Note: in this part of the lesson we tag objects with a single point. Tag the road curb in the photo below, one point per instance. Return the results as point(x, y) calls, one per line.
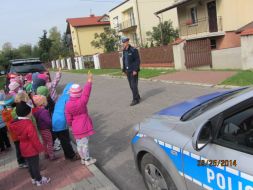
point(180, 82)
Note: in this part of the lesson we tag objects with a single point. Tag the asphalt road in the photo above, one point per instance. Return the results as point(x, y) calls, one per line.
point(113, 119)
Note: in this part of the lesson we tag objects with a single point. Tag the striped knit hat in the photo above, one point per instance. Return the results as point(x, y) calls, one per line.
point(75, 91)
point(40, 100)
point(43, 90)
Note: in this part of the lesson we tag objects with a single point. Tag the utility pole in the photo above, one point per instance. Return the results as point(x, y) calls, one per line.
point(161, 28)
point(139, 22)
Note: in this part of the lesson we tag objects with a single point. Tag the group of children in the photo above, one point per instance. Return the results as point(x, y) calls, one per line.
point(32, 109)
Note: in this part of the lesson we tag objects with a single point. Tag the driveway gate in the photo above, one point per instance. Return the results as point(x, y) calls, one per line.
point(198, 53)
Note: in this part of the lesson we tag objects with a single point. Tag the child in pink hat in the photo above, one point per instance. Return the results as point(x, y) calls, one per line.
point(78, 118)
point(44, 124)
point(13, 88)
point(53, 84)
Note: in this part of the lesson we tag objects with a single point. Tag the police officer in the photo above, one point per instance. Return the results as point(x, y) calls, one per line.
point(131, 67)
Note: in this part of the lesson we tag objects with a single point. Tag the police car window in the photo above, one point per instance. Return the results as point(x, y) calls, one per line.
point(237, 131)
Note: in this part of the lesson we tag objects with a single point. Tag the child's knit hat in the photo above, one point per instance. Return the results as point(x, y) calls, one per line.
point(75, 91)
point(28, 88)
point(43, 90)
point(13, 86)
point(2, 96)
point(28, 77)
point(17, 79)
point(23, 109)
point(43, 76)
point(21, 97)
point(40, 100)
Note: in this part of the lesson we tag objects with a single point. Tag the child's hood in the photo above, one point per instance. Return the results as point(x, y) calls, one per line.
point(66, 89)
point(19, 127)
point(2, 96)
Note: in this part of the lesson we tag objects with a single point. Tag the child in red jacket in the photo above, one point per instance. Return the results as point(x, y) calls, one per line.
point(30, 145)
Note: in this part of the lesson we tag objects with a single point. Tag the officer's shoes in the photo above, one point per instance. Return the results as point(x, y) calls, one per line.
point(134, 102)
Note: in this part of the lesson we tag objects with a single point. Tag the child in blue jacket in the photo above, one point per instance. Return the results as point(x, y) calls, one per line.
point(60, 127)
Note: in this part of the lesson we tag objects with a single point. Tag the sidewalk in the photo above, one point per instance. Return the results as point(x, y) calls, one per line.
point(64, 174)
point(197, 77)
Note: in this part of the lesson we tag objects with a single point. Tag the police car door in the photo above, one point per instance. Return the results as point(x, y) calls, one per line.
point(226, 162)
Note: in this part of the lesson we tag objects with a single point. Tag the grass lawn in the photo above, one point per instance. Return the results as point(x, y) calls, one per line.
point(242, 78)
point(145, 73)
point(95, 71)
point(2, 82)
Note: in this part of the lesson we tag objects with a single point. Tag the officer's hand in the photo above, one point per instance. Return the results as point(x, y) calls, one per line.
point(90, 77)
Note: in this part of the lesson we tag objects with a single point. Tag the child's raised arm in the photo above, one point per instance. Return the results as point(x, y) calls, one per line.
point(87, 89)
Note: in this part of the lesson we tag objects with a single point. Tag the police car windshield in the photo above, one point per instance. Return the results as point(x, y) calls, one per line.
point(198, 110)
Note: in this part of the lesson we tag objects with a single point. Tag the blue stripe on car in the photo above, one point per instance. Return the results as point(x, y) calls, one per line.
point(180, 109)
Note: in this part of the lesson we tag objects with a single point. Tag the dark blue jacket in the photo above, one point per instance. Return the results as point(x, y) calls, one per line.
point(58, 120)
point(133, 60)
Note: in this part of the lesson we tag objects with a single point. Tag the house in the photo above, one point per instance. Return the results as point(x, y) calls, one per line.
point(217, 20)
point(82, 32)
point(133, 18)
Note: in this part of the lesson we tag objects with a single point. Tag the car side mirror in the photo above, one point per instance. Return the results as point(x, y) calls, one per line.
point(202, 136)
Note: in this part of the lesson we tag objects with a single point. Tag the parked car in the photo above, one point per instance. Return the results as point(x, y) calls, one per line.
point(22, 67)
point(204, 143)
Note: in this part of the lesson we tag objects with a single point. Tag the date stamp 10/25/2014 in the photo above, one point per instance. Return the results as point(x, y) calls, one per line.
point(206, 162)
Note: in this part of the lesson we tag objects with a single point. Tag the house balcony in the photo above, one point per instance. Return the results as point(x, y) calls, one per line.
point(204, 27)
point(127, 25)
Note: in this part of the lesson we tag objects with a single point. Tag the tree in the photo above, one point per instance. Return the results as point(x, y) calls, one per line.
point(163, 34)
point(36, 52)
point(66, 49)
point(109, 40)
point(9, 52)
point(3, 61)
point(55, 37)
point(45, 44)
point(25, 51)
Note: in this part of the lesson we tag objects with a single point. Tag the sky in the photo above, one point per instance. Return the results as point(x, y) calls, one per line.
point(23, 21)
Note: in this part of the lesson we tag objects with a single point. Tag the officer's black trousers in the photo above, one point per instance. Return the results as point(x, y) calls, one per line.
point(133, 83)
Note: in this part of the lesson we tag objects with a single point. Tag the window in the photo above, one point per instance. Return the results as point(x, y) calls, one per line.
point(116, 22)
point(213, 43)
point(194, 17)
point(237, 131)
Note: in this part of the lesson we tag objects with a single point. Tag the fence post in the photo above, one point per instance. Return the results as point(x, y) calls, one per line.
point(96, 61)
point(53, 64)
point(76, 63)
point(178, 53)
point(63, 64)
point(247, 49)
point(69, 63)
point(57, 63)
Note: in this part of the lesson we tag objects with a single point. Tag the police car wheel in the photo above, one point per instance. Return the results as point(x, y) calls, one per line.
point(154, 174)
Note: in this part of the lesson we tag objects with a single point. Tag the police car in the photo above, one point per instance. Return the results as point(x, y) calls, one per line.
point(203, 143)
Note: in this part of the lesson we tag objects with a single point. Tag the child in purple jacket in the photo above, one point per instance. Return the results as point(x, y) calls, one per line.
point(44, 125)
point(78, 118)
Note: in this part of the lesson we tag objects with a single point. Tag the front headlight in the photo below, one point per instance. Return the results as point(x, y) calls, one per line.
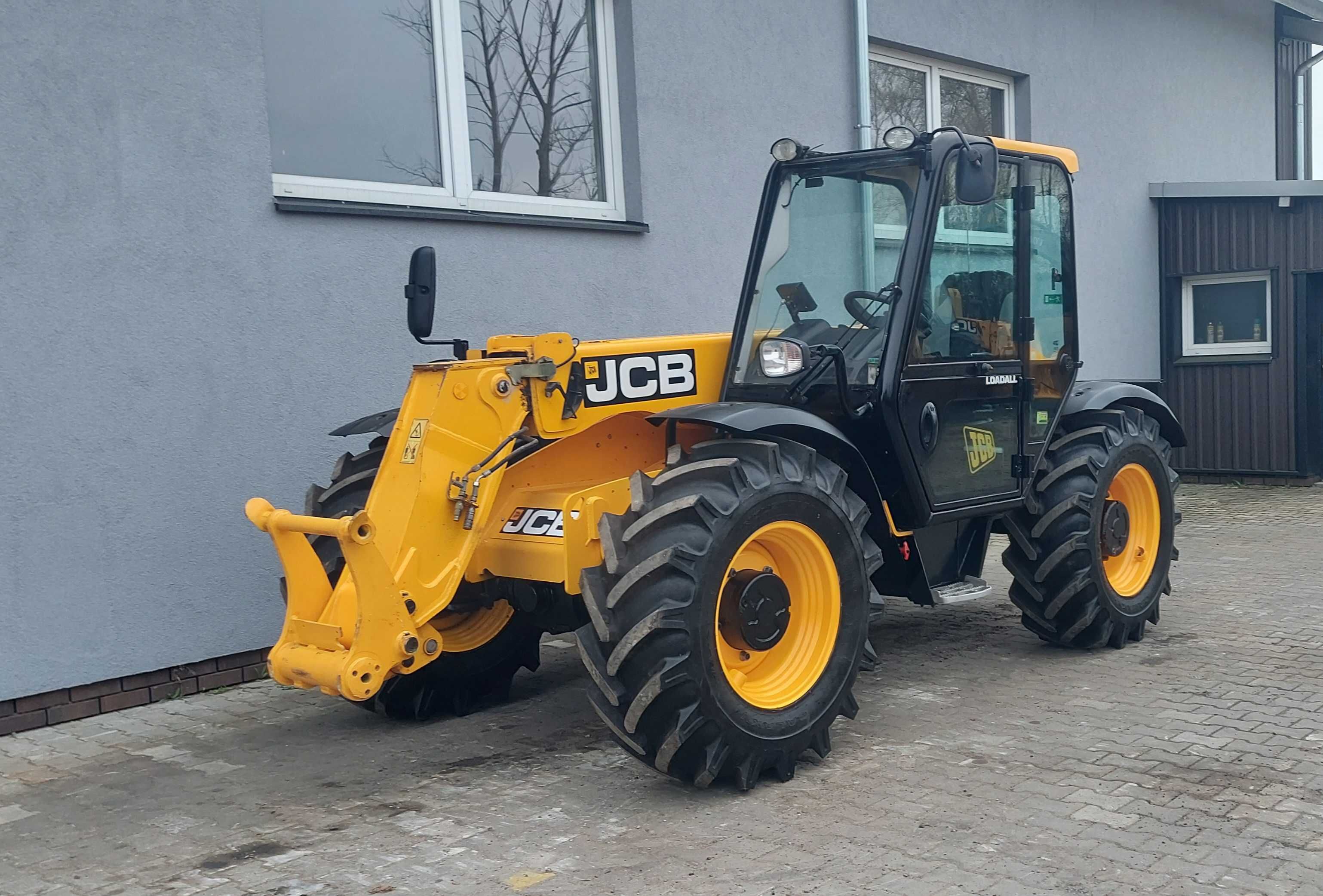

------------

SHORT EXERCISE:
Rewrite all the items above, changing every "lesson" to "exercise" and keeping everything else the same. Leave the pictures out.

FINISHED EXERCISE:
Note: in this part of the exercise we tag objects with a single point. Tag the road curb in the photo below, one point per instance. Return the results as point(x, y) calls, one per line.
point(180, 82)
Note: in this part of the exercise we tag objects with a single point. Tag the asphalt road in the photo above, one point per instance. Return the results as point(x, y) calls, one per line.
point(113, 119)
Note: in this part of the exercise we tag objects with a single point. Tag the striped knit hat in the photo above, one point per instance. Return the results as point(x, y) calls, one per line.
point(75, 91)
point(40, 100)
point(43, 90)
Note: in this part of the exercise we tag objects with a single point. Tag the utility pole in the photo above, one point per instance. Return the results as point(x, y) calls, one per line.
point(161, 28)
point(139, 22)
Note: in this part of the exercise we tag objects with a single point. Tag the group of children in the photo above, one point per instance. Return the results as point(x, y) calls, one per line.
point(32, 109)
Note: in this part of the exercise we tag objects with a single point. Tag the driveway gate in the photo above, one point per instance. Return the results as point(x, y) calls, one per line.
point(198, 53)
Note: in this part of the exercise we tag objects with a single point. Tag the child in pink hat in the photo above, one point per instance. Return the results as point(x, y) calls, one per line.
point(78, 118)
point(44, 124)
point(13, 88)
point(53, 84)
Note: in this part of the exercise we tag objects with a single point. Tag the police officer in the photo above, one point per instance. Return the results as point(x, y) calls, one per line.
point(131, 67)
Note: in this part of the exercise we tag objects with a single point. Tag the police car window in the photo above, one point per instance. Return the results as point(x, y) calls, one per line.
point(237, 131)
Note: in this part of the exercise we tag objects with a single point. Tag the child's knit hat in the photo above, one point per instance. Return the results as point(x, y) calls, one per line.
point(75, 91)
point(28, 88)
point(43, 90)
point(13, 86)
point(2, 96)
point(28, 77)
point(17, 79)
point(23, 109)
point(43, 76)
point(21, 97)
point(40, 100)
Note: in this part of the exercise we tag objects with a single point. Tag the child's hood in the photo above, one point per instance. Return the results as point(x, y) calls, one per line.
point(66, 89)
point(19, 127)
point(2, 96)
Note: in this part of the exercise we tag objects with a single point. Tag the child in red jacket in the photo above, one point per instance. Return the results as point(x, y) calls, one per line.
point(30, 145)
Note: in this part of the exercise we tag objects with a single point. Tag the officer's shoes in the photo above, one point per instance. Return the results as point(x, y) calls, one per line.
point(134, 102)
Note: in this part of the exercise we tag objects with a single point. Tag the child in blue jacket in the photo above, one point per instance. Return the results as point(x, y) calls, one per line.
point(60, 127)
Note: in this part of the exercise we tag objects with a single point. Tag the sidewalk in the photo above, one point per instance. Return the results as point(x, y) calls, one per line.
point(64, 174)
point(197, 77)
Note: in this part of the exercise we tag objects with a single point. Tag the police car door in the photo above, one point per instance. Return the results as point(x, y) calls, one per line.
point(226, 162)
Note: in this part of the exercise we tag objects with a single point. Tag the grass lawn in the photo above, one point per instance. Return the results as point(x, y) calls, one per line.
point(242, 78)
point(145, 73)
point(95, 71)
point(2, 82)
Note: in this part of the exercise we tag objects with a single point. Tag the officer's hand in the photo above, one point per instance. Return the results as point(x, y) calls, one per line.
point(90, 77)
Note: in this part of the exercise we tag objects with a single point. Tag the child's raised arm in the photo above, one point per instance. Return the results as point(x, y) calls, one per line.
point(87, 89)
Note: in this part of the exercise we tag objects with a single point. Tag the police car windshield in the photo above, one point per instance. Return the results as point(x, y) calls, one per line.
point(198, 110)
Note: in this part of the exercise we tag objects with a single point. Tag the blue stripe on car in the photo above, one point per instance. Return the results as point(x, y) calls, one per line.
point(180, 109)
Note: in this part of the exercise we tag objects with a single point. Tag the dark blue jacket in the photo above, one point per instance. Return the results as point(x, y) calls, one per line.
point(58, 120)
point(133, 60)
Note: in this part of the exercise we tag objects with a single point. Tag the house in the photo above, one point per instance. Return the results as point(x, y) calls, one per line.
point(217, 20)
point(82, 32)
point(133, 18)
Note: in this part of the exercise we tag objects with a single point. Tag the car side mirror in the photo above, one point per instance. Return the results as point(x, y) calls, one per line.
point(202, 136)
Note: in this part of the exercise we tag objects with a single point. Tag the parked car in the photo above, one point per instance. Return the results as point(x, y) calls, one per line.
point(22, 67)
point(204, 143)
Note: in this part of the exercise we tag objects with a single point. Tag the date stamp 10/25/2014 in the photo above, one point per instance. Return the results as point(x, y) calls, one per line.
point(206, 162)
Note: in this part of the exercise we tag objects with a single point. Tag the house balcony in the photo above, one point per instance. Return the results as point(x, y) calls, one per line.
point(204, 27)
point(127, 25)
Note: in this part of the exercise we tag objects with a single point. Tag the tree in the photo above, one point per instance. Return the results as point(x, y) calls, one per line.
point(163, 34)
point(36, 52)
point(66, 49)
point(109, 40)
point(9, 52)
point(3, 61)
point(55, 37)
point(45, 44)
point(25, 51)
Note: in this part of the exercise we tag objects with a single point. Tag the sky in the photo above, one point per instance. Return the results as point(x, y) calls, one per line.
point(23, 21)
Note: in this part of the exercise we tag objects with a single point. Tag the officer's black trousers in the photo above, one point per instance. Return the results as point(x, y) calls, one per line.
point(133, 83)
Note: in this part of the exercise we tag objects with a single point. Tag the window in the photo above, one point per instance. Return the results as point(x, y) calls, one per line.
point(116, 22)
point(213, 43)
point(194, 17)
point(237, 131)
Note: in this part of the exercise we tag objects with a single point. Tag the fence post in the photo above, one point per instance. Return the results as point(x, y) calls, one per line.
point(96, 61)
point(53, 64)
point(76, 63)
point(178, 53)
point(63, 64)
point(247, 49)
point(69, 63)
point(57, 63)
Note: in this part of the exercise we tag objects with a single point. Tag the police car wheel in the photo above, one point per instance. Return the results as point(x, y) calls, one per line.
point(154, 174)
Note: in this part of the exercise we tag objects with a single point. Tag the police car in the photo above, one point per instance. Return the results as point(x, y) calls, one per line.
point(203, 143)
Note: in this part of the exercise we tag objects with a single point. Tag the child in purple jacket in the photo above, one point per instance. Return the results as point(x, y) calls, one per line.
point(44, 125)
point(78, 118)
Note: in this part of the exercise we tag objects with a single point. Tag the front headlight in the photo below, one point per instance. Return the results as point(x, y) calls, one per line.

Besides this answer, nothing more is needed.